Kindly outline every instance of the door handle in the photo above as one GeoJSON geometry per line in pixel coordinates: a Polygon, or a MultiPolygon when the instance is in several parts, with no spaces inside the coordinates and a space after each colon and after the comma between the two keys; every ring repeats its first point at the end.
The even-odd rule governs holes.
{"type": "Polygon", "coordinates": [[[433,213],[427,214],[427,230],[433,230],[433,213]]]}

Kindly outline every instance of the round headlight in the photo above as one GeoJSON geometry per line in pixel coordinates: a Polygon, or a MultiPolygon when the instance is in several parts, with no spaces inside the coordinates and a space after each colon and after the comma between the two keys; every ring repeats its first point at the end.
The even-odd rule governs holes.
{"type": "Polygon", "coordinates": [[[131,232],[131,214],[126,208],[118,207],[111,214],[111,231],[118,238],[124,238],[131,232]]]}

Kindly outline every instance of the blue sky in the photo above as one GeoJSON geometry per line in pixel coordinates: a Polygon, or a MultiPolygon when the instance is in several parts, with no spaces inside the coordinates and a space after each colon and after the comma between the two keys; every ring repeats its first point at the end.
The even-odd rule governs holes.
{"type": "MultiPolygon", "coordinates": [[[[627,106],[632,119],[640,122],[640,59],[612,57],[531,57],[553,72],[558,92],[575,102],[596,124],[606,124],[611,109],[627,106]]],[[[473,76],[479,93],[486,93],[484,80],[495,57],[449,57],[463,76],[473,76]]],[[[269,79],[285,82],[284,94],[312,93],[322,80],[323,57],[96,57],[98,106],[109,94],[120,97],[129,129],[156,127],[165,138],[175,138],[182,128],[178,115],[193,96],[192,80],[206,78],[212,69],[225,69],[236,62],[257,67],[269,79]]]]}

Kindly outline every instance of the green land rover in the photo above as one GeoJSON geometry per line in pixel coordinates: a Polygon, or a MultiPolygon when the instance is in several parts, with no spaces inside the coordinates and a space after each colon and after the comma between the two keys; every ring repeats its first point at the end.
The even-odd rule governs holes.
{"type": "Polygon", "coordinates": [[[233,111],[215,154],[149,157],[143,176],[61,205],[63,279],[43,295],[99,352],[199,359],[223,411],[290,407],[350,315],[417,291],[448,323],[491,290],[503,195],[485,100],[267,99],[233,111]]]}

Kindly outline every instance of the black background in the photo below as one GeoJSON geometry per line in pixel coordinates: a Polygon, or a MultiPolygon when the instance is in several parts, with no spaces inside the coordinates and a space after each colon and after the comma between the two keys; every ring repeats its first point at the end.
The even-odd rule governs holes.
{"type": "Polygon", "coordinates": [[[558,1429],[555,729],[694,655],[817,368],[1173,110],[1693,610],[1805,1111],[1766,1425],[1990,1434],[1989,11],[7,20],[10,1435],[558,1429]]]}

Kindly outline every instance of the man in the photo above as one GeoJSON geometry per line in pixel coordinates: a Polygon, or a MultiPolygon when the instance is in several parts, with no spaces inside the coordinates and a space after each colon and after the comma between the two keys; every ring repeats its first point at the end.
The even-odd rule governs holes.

◆ ◆ ◆ ◆ ◆ ◆ ◆

WHAT YOU SHOULD DO:
Retype each entry without altering a single word.

EXERCISE RESPONSE:
Kindly outline every instance of the door handle in the photo above as one GeoJSON geometry per line in pixel coordinates: a Polygon, or a MultiPolygon when the instance is in several parts, with no spaces inside the coordinates and a space after each colon and after the comma between the two keys; every ring repeats its first point at the end.
The even-odd rule governs holes.
{"type": "Polygon", "coordinates": [[[433,213],[427,214],[427,230],[433,230],[433,213]]]}

Kindly outline every instance of the round headlight in the photo above as one GeoJSON geometry per line in pixel coordinates: a Polygon, or a MultiPolygon when the instance is in several parts, with no spaces inside the coordinates and a space after each colon and after the comma between the two keys; every ring repeats its first point at the end.
The even-odd rule governs holes.
{"type": "Polygon", "coordinates": [[[131,232],[131,214],[126,208],[118,207],[111,214],[111,231],[118,238],[124,238],[131,232]]]}

Kindly outline every instance of the blue sky in the photo above as one GeoJSON geometry per line in pixel coordinates: a Polygon, or a MultiPolygon when the instance is in several parts, with no spaces inside the coordinates and a space after each colon and after the comma between the two keys; every ring repeats its first point at the end.
The even-odd rule governs holes.
{"type": "MultiPolygon", "coordinates": [[[[627,106],[632,119],[640,122],[640,59],[612,57],[531,57],[553,72],[558,92],[575,102],[596,124],[606,124],[611,109],[627,106]]],[[[473,76],[479,93],[486,93],[484,80],[495,57],[449,57],[463,76],[473,76]]],[[[269,79],[285,82],[284,94],[312,93],[322,80],[323,57],[96,57],[98,106],[109,94],[120,97],[129,129],[156,127],[165,138],[175,138],[182,128],[178,115],[193,96],[192,80],[206,78],[212,69],[225,69],[236,62],[257,67],[269,79]]]]}

Kindly outline every instance of the green land rover in the photo above as one GeoJSON geometry per line in pixel coordinates: a Polygon, or a MultiPolygon when the instance is in several parts, with no spaces inside the coordinates and a space after each colon and after the comma between the two keys; every ring repeats its first point at the end.
The even-odd rule governs holes.
{"type": "Polygon", "coordinates": [[[233,111],[215,154],[149,157],[143,176],[61,205],[63,279],[43,295],[99,352],[199,359],[223,411],[290,407],[350,315],[417,291],[448,323],[491,290],[503,195],[485,100],[267,99],[233,111]]]}

Kindly outline every instance of the black background in the photo below as one GeoJSON geometry per line in pixel coordinates: a Polygon, or a MultiPolygon when the instance is in several parts, with no spaces inside the coordinates and a space after each colon and after the comma between the two keys; every ring repeats its first point at the end.
The even-odd rule governs holes.
{"type": "Polygon", "coordinates": [[[558,1429],[555,729],[694,655],[817,368],[1173,110],[1693,610],[1805,1111],[1766,1425],[1990,1434],[1989,11],[7,20],[10,1435],[558,1429]]]}

Kindly outline every instance of the man in the photo above as one GeoJSON geometry per line in pixel coordinates: a Polygon, or a MultiPolygon when the instance is in several parts, with no spaces inside the coordinates and a space after each colon and after the comma between the two keys; every ring repeats its first point at the end.
The even-odd rule governs holes.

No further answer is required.